- [Task to carry out]
Pick out every line in the listing below that contains the word "post", and copy each of those lines.

- [Records provided]
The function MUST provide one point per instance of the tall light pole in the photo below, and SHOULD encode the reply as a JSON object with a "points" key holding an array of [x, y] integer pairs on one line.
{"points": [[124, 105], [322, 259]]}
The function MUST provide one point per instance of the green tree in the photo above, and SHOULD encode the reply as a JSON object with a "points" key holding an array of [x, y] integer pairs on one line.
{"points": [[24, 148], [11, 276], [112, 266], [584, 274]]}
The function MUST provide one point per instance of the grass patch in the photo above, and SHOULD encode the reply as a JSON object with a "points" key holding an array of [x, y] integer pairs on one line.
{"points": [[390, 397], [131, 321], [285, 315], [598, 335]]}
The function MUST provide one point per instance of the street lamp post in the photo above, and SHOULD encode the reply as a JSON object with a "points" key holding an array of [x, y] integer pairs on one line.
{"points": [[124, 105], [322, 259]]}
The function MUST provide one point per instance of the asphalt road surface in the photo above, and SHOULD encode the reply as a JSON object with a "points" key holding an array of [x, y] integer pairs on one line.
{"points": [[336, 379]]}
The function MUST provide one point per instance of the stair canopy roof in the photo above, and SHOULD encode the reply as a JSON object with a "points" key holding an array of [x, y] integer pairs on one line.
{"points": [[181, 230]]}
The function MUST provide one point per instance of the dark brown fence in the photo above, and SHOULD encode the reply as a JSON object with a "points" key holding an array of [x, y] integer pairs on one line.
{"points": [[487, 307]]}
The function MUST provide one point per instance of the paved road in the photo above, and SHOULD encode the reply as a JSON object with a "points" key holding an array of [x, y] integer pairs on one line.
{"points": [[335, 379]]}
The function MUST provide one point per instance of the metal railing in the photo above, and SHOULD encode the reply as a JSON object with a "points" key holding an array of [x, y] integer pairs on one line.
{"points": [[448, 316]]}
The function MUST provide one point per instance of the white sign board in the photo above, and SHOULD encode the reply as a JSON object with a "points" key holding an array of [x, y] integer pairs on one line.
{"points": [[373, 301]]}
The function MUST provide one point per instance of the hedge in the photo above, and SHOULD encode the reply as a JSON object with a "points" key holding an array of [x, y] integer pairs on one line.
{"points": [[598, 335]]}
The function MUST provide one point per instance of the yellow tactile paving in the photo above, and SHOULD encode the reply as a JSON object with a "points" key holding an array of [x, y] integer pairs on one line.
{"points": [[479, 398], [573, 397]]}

---

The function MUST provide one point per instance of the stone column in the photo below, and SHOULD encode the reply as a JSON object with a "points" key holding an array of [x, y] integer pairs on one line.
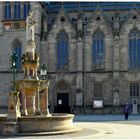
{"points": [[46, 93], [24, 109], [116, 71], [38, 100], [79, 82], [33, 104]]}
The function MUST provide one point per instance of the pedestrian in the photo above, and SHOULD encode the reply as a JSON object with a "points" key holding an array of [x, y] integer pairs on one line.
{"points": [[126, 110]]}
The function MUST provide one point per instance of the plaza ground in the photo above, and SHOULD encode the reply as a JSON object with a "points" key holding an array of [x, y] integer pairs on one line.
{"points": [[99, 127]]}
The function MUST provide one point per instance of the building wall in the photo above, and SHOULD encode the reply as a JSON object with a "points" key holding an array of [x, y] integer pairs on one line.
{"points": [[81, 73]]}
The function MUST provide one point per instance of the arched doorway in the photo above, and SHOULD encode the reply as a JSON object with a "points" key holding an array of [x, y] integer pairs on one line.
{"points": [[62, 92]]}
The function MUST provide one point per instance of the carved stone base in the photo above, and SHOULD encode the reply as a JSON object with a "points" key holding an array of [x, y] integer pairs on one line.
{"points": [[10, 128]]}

---

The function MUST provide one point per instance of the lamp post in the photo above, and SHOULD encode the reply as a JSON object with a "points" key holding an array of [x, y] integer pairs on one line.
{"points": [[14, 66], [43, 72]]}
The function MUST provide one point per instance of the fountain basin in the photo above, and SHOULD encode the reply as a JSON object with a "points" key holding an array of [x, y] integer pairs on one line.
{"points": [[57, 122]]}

- [Finished exercise]
The function MUST provide one point per instance of the street lamp post in the photo above, and SHOULD encode the reply as a JSON object with a "points" key holding an array of [x, y] integer pairs on one line.
The function MUST provide one point per instance of the lamp post in the photo above, and SHOULD encode the reply as a JSON object with a "points" key holding an array of [x, y] integer pairs on one line.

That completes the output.